# Start of TEXT PASSAGE
Date: Tuesday 18th March 2008 

Position @ 0600 Local (GMT): 33° 54 South, 018° 25.5 West.Cape Town
Next destination:  St Helena
ETD:  23rd March 2008.
Distance to go: 1701nm
Distance Travelled since Immingham this Antarctic Season. :  21708 nmiles.
Current weather: Sunny and calm
Sea State: light
Wind : Light airs
Barometric pressure: 1014.2 mb
Air temperature:  25° C 
Sea temperature. 10°C 

Position map
Position map

Up to date position information is available courtesy of ‘sailwx/info’ taken from our Metrological Observations.


Departing Halley - Homeward bound.

The Shackleton at night
The Shackleton at night

Wednesday the 5th of March dawned a  glorious sunny but cold departure day. The final load of personnel for the ship were escorted down to Creek 4 by the winterers and arrived mid-morning. They all hastily climbed on board and once their baggage had joined them the mooring ropes were let go. 


Farewell Winter Team
Farewell Winter Team

Goodbye Halley
Goodbye Halley

With a few loud blasts on the horn we slipped slowly away and the final farewells were shouted across the ever increasing gap of water between us.  The captain turned the bow northwards and we started making our way through the frozen sea sea which stretched out right to the horizon. A few nervous jokes were exchanged on the bridge about being stuck down here for the winter but we soldiered on as the group on the fast-ice waving farewell grew smaller and smaller in our icy wake.

Goodbye Halley
Goodbye Halley


Icy wake
Icy wake


Iced sea
Iced sea


Frozen sea
Frozen sea

We spent the next few hours making our way up northwards hugging the shelf line and looking for a shore lead.
# End of TEXT PASSAGE
# Start of LISTED ENTRIES
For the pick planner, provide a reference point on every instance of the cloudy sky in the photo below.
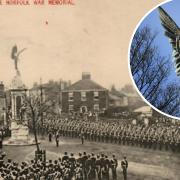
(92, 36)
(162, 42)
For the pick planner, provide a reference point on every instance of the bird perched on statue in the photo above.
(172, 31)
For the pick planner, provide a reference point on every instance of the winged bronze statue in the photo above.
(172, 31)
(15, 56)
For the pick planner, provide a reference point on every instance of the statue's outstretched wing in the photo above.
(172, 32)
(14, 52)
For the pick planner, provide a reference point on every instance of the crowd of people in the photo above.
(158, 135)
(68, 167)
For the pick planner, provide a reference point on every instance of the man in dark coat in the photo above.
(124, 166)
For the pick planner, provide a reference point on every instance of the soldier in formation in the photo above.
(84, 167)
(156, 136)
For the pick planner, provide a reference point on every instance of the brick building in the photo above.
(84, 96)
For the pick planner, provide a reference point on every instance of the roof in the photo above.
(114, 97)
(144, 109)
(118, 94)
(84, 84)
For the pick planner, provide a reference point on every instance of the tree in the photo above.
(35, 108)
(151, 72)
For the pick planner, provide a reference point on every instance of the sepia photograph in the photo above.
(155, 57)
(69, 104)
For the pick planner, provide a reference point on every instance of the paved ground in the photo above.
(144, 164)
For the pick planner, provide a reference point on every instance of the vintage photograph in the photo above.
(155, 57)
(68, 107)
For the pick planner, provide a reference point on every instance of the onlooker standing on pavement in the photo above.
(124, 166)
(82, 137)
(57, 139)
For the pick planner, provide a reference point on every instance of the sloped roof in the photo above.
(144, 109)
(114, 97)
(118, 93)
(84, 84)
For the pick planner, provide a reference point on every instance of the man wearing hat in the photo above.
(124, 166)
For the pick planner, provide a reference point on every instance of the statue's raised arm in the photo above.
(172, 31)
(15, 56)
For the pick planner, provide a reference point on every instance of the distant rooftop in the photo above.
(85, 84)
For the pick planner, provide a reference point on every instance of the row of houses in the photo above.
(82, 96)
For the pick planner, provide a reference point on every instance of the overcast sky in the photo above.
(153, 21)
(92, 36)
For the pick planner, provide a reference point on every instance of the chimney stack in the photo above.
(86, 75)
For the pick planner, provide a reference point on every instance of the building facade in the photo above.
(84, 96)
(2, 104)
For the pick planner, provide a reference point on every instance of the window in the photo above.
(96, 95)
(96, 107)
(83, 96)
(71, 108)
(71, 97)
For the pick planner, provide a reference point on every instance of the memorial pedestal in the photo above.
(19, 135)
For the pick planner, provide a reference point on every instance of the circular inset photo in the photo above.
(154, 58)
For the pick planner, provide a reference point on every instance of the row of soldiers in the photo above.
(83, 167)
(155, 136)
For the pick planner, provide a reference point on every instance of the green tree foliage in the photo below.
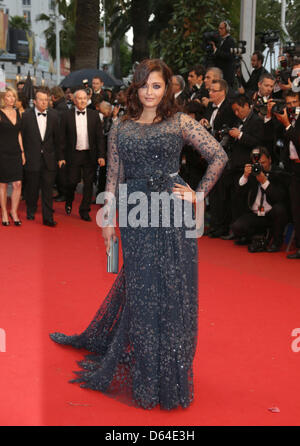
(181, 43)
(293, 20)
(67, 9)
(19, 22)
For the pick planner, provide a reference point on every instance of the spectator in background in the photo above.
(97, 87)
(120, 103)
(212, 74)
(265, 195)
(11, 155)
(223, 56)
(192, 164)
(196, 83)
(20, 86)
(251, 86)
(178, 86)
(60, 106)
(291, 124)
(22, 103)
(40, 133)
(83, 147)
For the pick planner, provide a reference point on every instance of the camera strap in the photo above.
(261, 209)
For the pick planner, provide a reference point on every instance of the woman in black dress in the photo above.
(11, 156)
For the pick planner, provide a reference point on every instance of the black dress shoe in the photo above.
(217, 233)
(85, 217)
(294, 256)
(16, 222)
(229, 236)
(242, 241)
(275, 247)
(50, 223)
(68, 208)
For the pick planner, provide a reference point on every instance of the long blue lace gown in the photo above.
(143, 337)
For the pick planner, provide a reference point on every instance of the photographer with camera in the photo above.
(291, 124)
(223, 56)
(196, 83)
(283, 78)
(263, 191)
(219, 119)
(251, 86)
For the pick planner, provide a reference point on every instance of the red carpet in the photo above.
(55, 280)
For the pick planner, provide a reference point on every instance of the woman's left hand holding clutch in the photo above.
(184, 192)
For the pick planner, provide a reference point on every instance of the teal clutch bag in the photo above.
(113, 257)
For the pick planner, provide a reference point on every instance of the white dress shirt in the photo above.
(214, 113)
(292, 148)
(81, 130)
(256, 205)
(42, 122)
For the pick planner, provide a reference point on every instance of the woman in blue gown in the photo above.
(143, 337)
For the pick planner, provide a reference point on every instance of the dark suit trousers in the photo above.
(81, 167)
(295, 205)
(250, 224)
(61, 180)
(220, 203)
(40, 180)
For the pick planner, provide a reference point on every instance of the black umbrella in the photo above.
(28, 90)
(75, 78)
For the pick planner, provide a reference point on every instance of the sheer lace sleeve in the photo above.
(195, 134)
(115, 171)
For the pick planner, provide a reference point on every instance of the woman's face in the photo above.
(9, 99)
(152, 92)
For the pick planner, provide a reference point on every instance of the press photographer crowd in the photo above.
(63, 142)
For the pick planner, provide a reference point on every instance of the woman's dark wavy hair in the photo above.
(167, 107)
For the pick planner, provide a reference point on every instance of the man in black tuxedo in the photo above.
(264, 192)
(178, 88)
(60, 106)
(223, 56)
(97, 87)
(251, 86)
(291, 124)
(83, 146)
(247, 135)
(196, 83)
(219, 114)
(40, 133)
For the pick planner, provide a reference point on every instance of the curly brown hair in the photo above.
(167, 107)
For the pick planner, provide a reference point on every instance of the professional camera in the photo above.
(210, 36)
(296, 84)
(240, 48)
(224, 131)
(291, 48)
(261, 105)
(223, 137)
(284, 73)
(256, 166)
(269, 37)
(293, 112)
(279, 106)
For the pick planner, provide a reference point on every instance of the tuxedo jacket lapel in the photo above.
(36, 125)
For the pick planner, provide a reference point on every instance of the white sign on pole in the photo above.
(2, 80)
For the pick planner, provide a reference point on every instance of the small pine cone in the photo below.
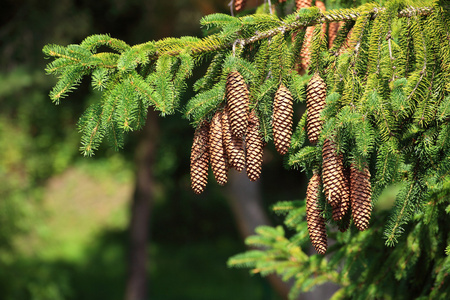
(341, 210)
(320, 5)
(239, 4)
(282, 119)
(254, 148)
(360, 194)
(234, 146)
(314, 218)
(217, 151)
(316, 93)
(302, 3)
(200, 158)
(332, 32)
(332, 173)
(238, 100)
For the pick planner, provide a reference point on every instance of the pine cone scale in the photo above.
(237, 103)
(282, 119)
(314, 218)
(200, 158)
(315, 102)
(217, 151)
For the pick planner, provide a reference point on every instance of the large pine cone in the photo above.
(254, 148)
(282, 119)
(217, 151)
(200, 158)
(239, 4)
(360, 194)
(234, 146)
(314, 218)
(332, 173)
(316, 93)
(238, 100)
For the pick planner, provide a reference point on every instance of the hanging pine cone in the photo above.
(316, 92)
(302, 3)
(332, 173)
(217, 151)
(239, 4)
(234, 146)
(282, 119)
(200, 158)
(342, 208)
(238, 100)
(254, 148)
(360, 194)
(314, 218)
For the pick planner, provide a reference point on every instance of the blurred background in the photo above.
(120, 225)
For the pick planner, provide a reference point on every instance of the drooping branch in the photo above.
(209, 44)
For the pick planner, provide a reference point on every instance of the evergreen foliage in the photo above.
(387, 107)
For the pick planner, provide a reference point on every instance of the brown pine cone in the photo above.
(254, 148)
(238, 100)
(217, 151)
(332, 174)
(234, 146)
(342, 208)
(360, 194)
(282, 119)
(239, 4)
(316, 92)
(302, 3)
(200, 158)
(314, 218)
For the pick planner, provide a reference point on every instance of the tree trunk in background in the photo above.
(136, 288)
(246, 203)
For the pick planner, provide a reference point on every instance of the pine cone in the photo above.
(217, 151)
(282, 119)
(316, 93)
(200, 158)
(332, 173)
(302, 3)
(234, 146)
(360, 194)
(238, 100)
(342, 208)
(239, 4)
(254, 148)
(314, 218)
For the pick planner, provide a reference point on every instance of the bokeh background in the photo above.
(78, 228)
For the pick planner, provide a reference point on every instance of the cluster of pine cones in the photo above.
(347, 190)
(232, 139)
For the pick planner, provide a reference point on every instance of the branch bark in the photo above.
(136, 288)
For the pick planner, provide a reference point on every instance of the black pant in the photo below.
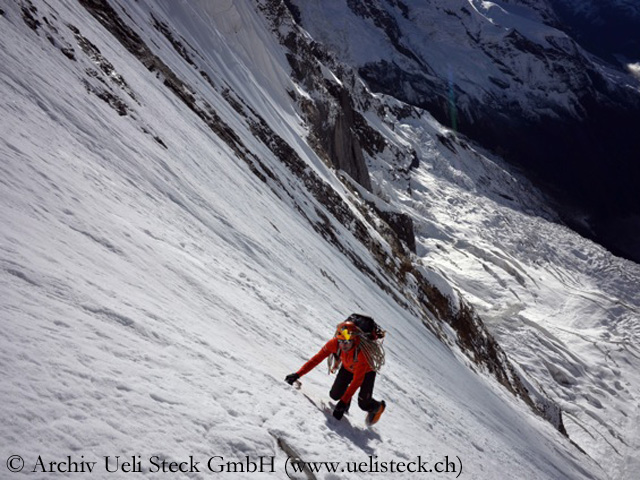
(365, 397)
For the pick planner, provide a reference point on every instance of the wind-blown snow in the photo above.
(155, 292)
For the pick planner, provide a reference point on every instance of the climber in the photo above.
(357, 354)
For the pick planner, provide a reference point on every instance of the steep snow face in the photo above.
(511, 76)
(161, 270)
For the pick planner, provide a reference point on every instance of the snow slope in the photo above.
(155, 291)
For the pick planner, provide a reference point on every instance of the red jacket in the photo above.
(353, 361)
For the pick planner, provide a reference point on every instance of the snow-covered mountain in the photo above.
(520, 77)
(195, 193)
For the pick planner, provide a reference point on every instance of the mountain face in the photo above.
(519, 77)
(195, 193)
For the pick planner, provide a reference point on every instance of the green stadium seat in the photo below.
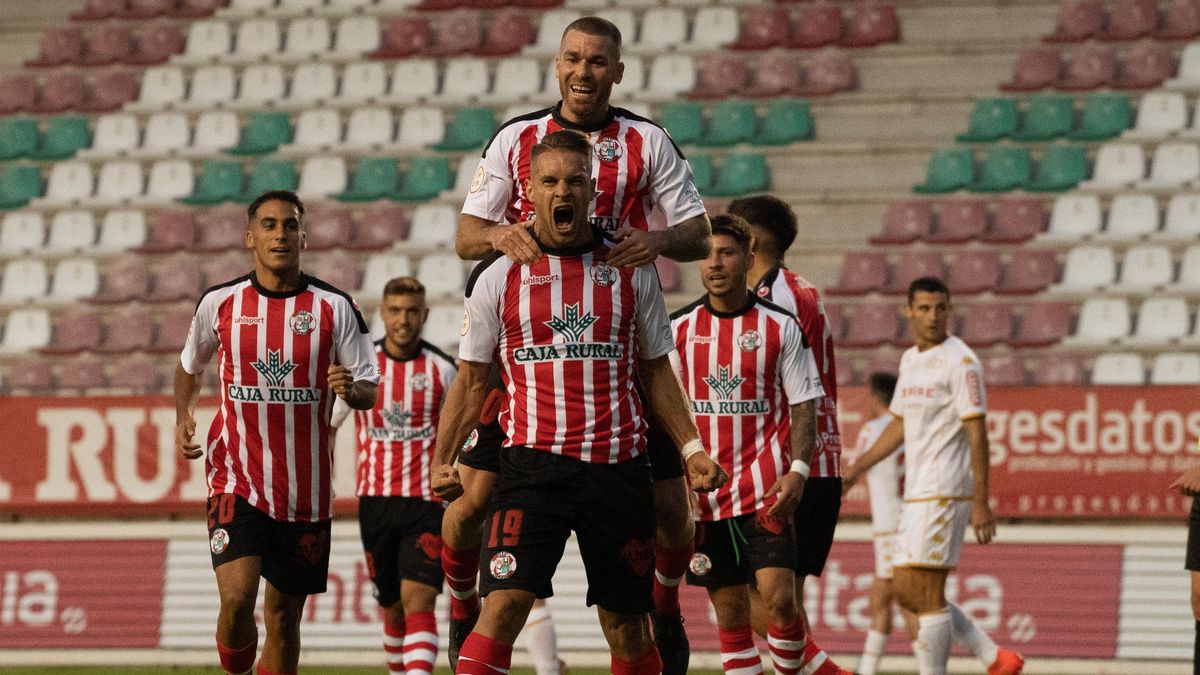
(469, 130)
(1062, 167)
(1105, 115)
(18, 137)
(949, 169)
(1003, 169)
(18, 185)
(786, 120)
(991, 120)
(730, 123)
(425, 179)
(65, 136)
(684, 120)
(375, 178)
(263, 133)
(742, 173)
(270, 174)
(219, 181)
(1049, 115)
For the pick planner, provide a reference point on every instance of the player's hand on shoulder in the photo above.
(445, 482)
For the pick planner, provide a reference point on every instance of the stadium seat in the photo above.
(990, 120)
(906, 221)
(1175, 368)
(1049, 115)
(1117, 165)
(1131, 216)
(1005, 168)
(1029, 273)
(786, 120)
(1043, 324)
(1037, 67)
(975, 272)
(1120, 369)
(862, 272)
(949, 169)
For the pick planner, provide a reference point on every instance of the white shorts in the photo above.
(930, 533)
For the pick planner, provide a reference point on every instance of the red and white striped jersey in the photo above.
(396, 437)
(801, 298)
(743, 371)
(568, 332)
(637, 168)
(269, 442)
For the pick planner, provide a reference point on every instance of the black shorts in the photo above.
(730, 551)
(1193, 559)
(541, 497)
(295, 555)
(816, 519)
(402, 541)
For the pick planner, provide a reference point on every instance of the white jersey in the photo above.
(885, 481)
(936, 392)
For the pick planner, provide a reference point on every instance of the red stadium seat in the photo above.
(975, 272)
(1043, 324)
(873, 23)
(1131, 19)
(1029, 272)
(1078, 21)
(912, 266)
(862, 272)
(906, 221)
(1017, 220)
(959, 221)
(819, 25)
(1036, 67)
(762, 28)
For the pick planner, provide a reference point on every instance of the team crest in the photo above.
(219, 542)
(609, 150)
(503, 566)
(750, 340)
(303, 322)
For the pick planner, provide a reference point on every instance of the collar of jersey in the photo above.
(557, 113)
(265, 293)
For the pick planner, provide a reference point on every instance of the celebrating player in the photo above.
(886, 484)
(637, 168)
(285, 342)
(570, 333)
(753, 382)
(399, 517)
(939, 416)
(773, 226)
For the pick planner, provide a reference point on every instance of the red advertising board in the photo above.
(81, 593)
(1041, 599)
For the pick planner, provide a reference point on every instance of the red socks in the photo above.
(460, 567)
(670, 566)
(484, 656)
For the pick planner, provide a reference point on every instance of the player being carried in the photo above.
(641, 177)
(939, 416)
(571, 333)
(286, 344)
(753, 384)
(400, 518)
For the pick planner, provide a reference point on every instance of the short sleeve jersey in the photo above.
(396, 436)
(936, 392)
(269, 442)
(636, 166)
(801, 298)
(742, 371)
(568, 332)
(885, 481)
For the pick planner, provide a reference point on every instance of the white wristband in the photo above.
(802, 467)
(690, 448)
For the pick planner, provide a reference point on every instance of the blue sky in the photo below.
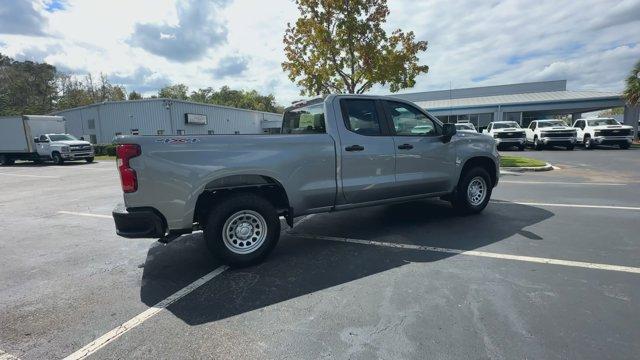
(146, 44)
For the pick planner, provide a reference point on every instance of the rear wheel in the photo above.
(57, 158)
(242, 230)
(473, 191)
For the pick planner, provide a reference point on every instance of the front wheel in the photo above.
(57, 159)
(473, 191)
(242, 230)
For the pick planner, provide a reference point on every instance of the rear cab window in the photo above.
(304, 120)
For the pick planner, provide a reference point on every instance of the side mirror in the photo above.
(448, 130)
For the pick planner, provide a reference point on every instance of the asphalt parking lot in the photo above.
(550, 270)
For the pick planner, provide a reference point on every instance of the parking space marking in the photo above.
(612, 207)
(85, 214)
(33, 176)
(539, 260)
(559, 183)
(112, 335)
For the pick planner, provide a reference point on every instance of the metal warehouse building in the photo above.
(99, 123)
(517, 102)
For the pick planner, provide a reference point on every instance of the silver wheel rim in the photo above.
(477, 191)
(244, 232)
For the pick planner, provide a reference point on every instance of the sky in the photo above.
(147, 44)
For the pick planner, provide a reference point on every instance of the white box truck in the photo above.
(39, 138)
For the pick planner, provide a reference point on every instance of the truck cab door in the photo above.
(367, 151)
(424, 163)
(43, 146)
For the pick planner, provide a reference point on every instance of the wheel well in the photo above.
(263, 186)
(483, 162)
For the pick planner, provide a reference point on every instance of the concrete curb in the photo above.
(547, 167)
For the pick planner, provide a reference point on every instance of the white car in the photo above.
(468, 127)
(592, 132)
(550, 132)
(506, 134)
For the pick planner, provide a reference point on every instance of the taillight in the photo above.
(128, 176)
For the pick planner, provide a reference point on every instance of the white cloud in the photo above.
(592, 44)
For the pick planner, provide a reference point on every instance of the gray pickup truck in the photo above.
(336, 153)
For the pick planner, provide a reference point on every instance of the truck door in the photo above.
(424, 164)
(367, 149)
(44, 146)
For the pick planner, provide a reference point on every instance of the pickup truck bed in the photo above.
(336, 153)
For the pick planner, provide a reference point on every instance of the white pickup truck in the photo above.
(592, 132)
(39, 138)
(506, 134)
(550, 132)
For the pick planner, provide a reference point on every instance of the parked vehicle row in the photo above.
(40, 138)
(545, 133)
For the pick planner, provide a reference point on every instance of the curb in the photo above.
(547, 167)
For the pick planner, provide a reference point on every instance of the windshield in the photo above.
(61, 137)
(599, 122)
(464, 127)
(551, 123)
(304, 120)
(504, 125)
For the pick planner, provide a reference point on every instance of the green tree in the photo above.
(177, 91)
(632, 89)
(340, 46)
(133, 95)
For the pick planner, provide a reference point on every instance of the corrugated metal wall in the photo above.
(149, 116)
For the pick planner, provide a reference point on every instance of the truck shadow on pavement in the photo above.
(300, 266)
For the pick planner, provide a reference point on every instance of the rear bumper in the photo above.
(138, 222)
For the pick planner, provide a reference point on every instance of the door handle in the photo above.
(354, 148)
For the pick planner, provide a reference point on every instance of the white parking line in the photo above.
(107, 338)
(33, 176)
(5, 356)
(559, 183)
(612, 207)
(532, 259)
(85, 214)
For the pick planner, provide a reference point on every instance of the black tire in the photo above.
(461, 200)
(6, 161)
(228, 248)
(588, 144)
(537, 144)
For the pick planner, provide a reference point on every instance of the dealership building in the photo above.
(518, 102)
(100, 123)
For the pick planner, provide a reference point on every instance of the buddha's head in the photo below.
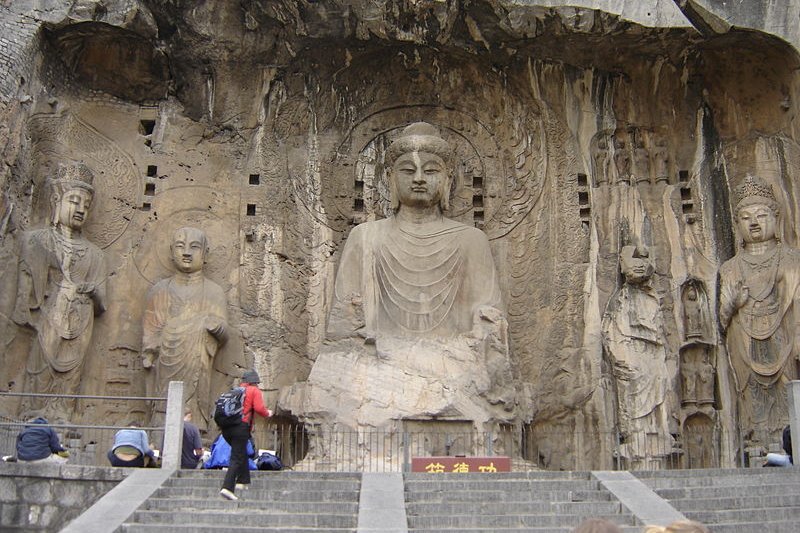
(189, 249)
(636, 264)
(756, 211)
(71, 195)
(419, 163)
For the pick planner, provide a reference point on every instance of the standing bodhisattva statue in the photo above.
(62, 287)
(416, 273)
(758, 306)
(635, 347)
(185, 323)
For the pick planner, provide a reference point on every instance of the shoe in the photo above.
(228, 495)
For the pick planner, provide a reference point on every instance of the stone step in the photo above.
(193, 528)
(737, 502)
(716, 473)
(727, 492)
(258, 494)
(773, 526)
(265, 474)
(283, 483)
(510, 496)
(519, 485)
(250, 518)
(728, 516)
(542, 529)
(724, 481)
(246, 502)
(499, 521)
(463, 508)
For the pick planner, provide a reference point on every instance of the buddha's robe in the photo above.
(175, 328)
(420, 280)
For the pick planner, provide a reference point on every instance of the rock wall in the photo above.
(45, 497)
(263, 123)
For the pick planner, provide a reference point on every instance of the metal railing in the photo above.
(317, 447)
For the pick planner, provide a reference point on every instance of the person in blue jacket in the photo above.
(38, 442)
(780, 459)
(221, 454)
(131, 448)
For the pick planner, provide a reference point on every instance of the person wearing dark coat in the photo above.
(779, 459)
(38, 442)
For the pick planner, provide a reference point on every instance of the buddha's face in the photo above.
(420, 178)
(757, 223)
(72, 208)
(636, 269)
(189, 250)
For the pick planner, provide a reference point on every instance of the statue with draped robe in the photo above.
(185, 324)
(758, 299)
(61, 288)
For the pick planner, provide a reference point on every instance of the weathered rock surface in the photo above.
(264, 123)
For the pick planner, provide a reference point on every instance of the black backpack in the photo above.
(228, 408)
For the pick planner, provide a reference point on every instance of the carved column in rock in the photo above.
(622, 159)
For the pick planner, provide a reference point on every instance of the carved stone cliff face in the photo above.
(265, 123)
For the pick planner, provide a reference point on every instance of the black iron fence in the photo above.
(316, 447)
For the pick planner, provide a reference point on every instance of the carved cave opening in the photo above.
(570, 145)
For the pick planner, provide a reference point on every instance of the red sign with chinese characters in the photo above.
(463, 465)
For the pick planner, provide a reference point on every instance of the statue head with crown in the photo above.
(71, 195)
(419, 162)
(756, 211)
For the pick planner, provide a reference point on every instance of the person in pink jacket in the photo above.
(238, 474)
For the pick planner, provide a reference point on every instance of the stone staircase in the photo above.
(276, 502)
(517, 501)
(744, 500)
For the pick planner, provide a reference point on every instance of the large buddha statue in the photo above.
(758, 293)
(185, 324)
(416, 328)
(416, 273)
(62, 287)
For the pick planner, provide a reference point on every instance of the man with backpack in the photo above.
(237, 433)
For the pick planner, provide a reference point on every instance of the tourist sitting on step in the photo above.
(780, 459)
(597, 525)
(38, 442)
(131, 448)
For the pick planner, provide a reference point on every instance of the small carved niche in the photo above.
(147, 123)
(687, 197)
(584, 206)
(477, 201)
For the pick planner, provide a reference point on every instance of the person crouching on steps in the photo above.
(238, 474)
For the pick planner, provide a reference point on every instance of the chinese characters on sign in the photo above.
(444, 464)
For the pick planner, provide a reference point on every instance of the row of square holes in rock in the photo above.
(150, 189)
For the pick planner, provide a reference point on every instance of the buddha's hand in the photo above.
# End of LISTED ENTRIES
▶ GOALS
• A. Print the ship's log from "Wednesday the 5th" up to and including "were let go.".
• B. In the header of the ship's log, list each weather and sea reading along with its value.
• C. Carry the ship's log on past its final sentence.
None of the records are used in any way.

▶ REPLIES
• A.
Wednesday the 5th of March dawned a  glorious sunny but cold departure day. The final load of personnel for the ship were escorted down to Creek 4 by the winterers and arrived mid-morning. They all hastily climbed on board and once their baggage had joined them the mooring ropes were let go.

• B.
Current weather: Sunny and calm
Sea State: light
Wind: Light airs
Barometric pressure: 1014.2 mb
Air temperature: 25° C
Sea temperature: 10°C

• C.
At first there nothing but the frozen sea but after a few hours we started seeing patches of water and quite soon thereafter a shore lead was found.  The Captain was a bit concerned about what the ice conditions might be at Stancombe-Wiills but we managed to get through the choke point without much difficulty.

Cutting through the sea ice
Cutting through the sea ice

The next few days were spent continuing northwards up the Antarctic coastline in moderate ice conditions.

By Sat 8th. the telltale signs of open water ahead were seen as the pack-ice started undulating as the waves passed underneath. Unfortunately the weather was not too good as we entered open water and the seas very rough almost immediately. No gentle introduction for us I am afraid to report.  It was at this point that quite a number of the FID's went missing  as the seasickness bug took hold. It would be a good few days before we saw some of them again.

Shadow of the ship on the ice cliffs
Shadow of the ship on the ice cliffs


Shadow of the ship on the ice cliffs
Shadow of the ship on the ice cliffs


Ice shelf
Ice shelf


Frozen sea spray on the deck
Frozen sea spray on the deck

As we pounded into the heavy seas the bow of the ship was covered in a ghostly carpet of frozen sea spray which built up layer upon layer over the next few days creating a rather eerie effect as shown in the photographs.

Frozen sea spray on the deck
Frozen sea spray on the deck

The passage since then from the sixties through to the forties was pretty grim. We past Bouvet Island about six miles off  and had a very brief glimpse of the Island through the gloom before changing course for Cape Town.

We crossed the Antarctic convergence the next day and since then the temps have crept up and the weather has improved steadily.

Frozen sea spray on the deck
Frozen sea spray on the deck


With a little prompting from our doctor Melanie the South African lads organised a quiz on Thursday night which was good fun and enjoyed by all who attended. Our grey matter being sorely stressed we retired to re-group.

On Friday evening all were entertained by the nimble fretwork of Matt Richardson on the guitar who kept going for a good few hours with songs new and old. 

By Sunday evening the weather had improved significantly and we took the opportunity to have  a barbecue on the aft deck and all gathered to enjoy the nice warm weather and relax with a drink or two as we watched the setting sun.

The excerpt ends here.